PROBLEM STATEMENT:
Rewrite the material below as a JSON list of strings, one string per line, starting at the line containing "Where can the metal" and continuing through the last line of the material, with both of those lines included. Leave out blank lines.
———
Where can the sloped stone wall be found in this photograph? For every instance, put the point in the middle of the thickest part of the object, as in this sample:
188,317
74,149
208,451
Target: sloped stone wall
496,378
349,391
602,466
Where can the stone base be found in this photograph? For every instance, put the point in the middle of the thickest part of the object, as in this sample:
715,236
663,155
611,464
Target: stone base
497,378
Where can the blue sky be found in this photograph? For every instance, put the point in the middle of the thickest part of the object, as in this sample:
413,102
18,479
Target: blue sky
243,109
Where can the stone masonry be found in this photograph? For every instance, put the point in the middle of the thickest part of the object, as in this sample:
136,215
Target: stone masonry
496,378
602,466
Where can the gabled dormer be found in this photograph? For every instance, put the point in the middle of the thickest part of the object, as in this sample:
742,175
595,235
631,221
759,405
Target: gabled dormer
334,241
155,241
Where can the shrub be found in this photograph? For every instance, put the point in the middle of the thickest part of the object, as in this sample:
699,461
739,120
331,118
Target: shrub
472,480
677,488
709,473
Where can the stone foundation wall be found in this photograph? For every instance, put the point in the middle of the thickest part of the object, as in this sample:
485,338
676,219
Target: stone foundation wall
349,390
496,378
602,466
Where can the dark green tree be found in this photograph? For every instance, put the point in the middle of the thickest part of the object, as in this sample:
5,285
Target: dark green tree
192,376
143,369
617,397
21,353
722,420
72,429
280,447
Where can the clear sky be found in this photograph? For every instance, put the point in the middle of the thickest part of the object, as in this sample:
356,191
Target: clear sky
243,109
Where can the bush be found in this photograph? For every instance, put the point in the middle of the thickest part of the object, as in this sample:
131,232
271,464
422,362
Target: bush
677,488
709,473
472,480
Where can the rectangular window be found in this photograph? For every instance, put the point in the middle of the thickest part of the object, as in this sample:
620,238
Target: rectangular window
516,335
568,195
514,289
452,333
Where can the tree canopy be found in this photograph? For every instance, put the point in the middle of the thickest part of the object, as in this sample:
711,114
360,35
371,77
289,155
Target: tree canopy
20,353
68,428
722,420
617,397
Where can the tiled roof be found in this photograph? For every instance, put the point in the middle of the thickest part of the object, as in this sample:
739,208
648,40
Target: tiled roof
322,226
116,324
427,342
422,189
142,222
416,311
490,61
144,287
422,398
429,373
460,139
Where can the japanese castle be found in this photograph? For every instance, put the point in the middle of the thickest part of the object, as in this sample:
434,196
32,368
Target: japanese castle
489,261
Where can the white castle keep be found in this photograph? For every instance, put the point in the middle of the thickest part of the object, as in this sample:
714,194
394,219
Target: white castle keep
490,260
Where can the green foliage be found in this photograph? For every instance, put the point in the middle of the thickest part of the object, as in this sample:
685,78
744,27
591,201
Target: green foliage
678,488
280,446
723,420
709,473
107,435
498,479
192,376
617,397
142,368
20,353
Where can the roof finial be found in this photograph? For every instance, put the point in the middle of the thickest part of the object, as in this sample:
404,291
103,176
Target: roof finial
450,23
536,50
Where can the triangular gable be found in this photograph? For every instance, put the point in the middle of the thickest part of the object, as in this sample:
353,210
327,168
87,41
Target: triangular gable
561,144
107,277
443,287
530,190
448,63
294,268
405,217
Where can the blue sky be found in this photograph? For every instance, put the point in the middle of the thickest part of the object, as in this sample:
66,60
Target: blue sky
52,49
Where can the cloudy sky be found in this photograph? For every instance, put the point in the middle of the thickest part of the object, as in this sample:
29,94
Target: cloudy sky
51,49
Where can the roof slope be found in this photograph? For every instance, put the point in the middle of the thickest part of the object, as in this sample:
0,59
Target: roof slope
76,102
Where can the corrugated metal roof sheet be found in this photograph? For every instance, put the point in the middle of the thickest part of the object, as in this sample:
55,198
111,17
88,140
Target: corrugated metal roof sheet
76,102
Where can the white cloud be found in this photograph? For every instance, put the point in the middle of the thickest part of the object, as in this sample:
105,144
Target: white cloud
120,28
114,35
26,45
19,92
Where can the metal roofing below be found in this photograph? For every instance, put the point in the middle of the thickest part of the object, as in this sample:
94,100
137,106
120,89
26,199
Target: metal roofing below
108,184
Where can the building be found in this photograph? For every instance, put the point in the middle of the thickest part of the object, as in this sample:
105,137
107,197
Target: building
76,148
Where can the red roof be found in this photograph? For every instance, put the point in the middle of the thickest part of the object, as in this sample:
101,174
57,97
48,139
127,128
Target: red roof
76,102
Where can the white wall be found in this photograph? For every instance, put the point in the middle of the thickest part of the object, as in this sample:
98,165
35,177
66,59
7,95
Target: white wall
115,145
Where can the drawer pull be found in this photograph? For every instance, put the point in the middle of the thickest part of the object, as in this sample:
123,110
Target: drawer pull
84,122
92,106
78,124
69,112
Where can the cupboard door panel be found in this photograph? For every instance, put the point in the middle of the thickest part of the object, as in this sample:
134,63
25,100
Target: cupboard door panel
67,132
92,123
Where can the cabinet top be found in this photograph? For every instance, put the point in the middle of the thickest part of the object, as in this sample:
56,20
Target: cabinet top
———
RESULT BELOW:
[
  "Where can the metal roofing below be found in this photograph? For every instance, put the point in the middle of the thickest part of the object, as in this sample:",
  "94,100",
  "137,106",
  "120,89",
  "26,199",
  "Target: metal roofing below",
  "108,184",
  "Where can the building be found in this photograph? For every instance, put the point in the middle of the thickest part of the object, as in this sample:",
  "105,137",
  "107,197",
  "Target: building",
  "76,148",
  "Where can the red roof be found in this photograph? For every instance, put the point in the middle of the thickest part of the object, as in this sample:",
  "101,174",
  "57,97",
  "48,139",
  "127,128",
  "Target: red roof",
  "76,102",
  "Where can the white wall be found in this photograph? For every instance, put the point in the middle of the thickest part of the object, as in this sample:",
  "98,165",
  "35,177",
  "66,59",
  "7,95",
  "Target: white wall",
  "115,145",
  "Where can the drawer pull be found in this photograph? For every instance, put the point in the middle of the thickest part of the object, as in this sample:",
  "123,110",
  "Target: drawer pull",
  "84,122",
  "92,106",
  "78,124",
  "69,112",
  "Where can the cupboard door panel be found in this photograph? For every instance, put the point in the middle of the thickest part of the object, as in this sample:",
  "134,63",
  "25,100",
  "Target: cupboard door panel",
  "67,132",
  "92,123",
  "Where can the cabinet top be found in this photograph? For every instance, put the point in the middle of the thickest part of the object, as in this sample:",
  "56,20",
  "Target: cabinet top"
]